» **Brief a**
Please write out the entire text about the Sunday night market below, word for word.

» **Reading text**
┄┄┄┄┄┄┄┄┄┄┄┄┄┄┄┄┄┄┄┄
Sunday, April 1, 2012

Pasar Malam (Sunday Night Market)

One unique feature of our Taman Tun Dr. Ismail (TTDI) neighborhood is the weekly Sunday pasar malam (night market).  The vendors start setting up their stalls in the early afternoon, with a double row of tents sprouting up along the four streets around the square below our condo building.  This is the view last Sunday ...





We usually start counterclockwise around the square, starting with the street just outside our complex gates. That section of the market is clothing and dry goods interspersed with fruits and dried fish...  (No, really... you'll see!)
 
(As usual, clicking on any photo will get you an enlarged version for detailed viewing.)









In this section, can get footwear, plastic goods, and other goodies like this, and you can also get ...











 ... your dried fish (of every size and variety) if your menu calls for them.  Try deep frying the really small ikan bilis (anchovies) with peanuts, shallots, and sliced halapeno chilis...  great to munch on accompanying an ice-cold beverage!






And here's where you get the shallots, onions, and dried red chilis, conveniently located next to the dried fish stall.  Oh, you can get gubers too!
┄┄┄┄┄┄┄┄┄┄┄┄┄┄┄┄┄┄┄┄
» **Material for this exercise**
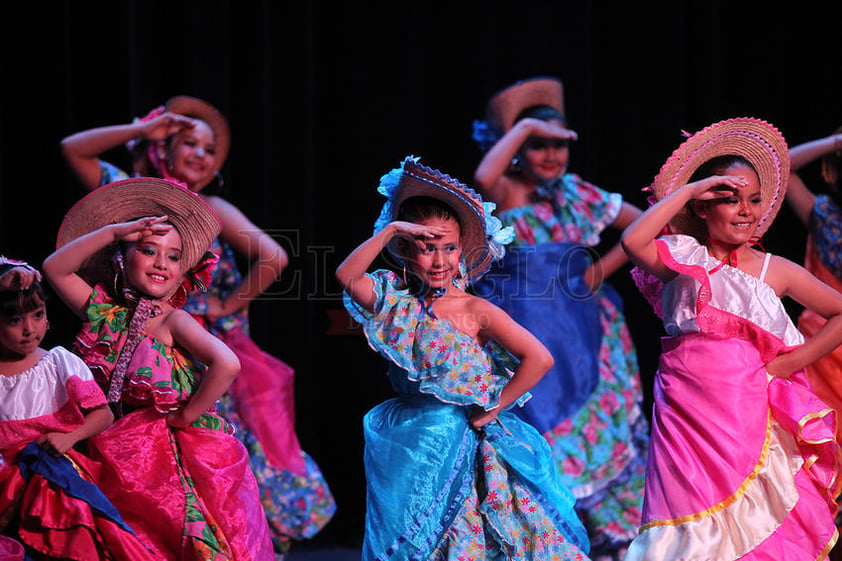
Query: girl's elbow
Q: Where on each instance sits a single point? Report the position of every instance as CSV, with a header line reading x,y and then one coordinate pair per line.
x,y
547,360
229,365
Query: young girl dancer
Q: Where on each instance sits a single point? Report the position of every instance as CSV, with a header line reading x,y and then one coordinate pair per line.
x,y
128,253
743,461
49,403
187,140
452,473
589,406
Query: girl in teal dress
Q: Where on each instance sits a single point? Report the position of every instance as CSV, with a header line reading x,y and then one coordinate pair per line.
x,y
589,406
452,473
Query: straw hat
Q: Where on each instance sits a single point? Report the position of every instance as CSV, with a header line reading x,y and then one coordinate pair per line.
x,y
416,180
755,140
504,107
198,109
134,198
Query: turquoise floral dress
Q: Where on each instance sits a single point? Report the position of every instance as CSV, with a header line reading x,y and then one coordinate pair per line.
x,y
589,406
437,489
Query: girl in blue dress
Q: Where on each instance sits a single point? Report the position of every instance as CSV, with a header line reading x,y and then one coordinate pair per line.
x,y
451,472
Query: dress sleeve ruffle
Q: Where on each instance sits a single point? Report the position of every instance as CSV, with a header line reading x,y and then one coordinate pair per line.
x,y
156,374
686,256
81,387
445,362
826,230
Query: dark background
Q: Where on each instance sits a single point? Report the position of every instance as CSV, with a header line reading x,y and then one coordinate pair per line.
x,y
324,99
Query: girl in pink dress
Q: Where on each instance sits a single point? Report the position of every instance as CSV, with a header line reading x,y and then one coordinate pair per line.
x,y
743,462
128,253
49,402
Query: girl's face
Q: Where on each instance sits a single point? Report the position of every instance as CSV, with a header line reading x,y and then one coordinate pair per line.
x,y
192,155
733,219
545,158
153,265
21,334
438,261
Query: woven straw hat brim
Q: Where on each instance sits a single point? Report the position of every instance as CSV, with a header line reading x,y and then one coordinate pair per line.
x,y
422,181
504,107
756,140
135,198
199,109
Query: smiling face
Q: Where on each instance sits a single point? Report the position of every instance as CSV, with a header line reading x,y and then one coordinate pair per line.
x,y
153,265
733,220
192,155
21,332
438,261
545,158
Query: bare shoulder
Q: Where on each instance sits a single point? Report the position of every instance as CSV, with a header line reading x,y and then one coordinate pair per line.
x,y
783,274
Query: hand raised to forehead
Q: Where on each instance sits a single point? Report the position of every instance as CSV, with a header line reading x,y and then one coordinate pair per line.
x,y
136,230
716,187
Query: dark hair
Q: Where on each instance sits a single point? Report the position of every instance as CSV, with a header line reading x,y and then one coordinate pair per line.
x,y
718,165
832,172
16,302
543,113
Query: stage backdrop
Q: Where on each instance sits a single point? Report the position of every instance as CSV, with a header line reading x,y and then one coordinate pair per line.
x,y
324,99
┄┄┄┄┄┄┄┄┄┄┄┄┄┄┄┄┄┄┄┄
» **Brief b**
Show each line of the records above that contains the string "girl".

» **Full response a**
Sunday, April 1, 2012

Pasar Malam (Sunday Night Market)

One unique feature of our Taman Tun Dr. Ismail (TTDI) neighborhood is the weekly Sunday pasar malam (night market).  The vendors start setting up their stalls in the early afternoon, with a double row of tents sprouting up along the four streets around the square below our condo building.  This is the view last Sunday ...





We usually start counterclockwise around the square, starting with the street just outside our complex gates. That section of the market is clothing and dry goods interspersed with fruits and dried fish...  (No, really... you'll see!)
 
(As usual, clicking on any photo will get you an enlarged version for detailed viewing.)









In this section, can get footwear, plastic goods, and other goodies like this, and you can also get ...











 ... your dried fish (of every size and variety) if your menu calls for them.  Try deep frying the really small ikan bilis (anchovies) with peanuts, shallots, and sliced halapeno chilis...  great to munch on accompanying an ice-cold beverage!






And here's where you get the shallots, onions, and dried red chilis, conveniently located next to the dried fish stall.  Oh, you can get gubers too!

» **Full response b**
Query: girl's elbow
Query: young girl dancer
Query: girl in teal dress
Query: girl in blue dress
Query: girl in pink dress
Query: girl's face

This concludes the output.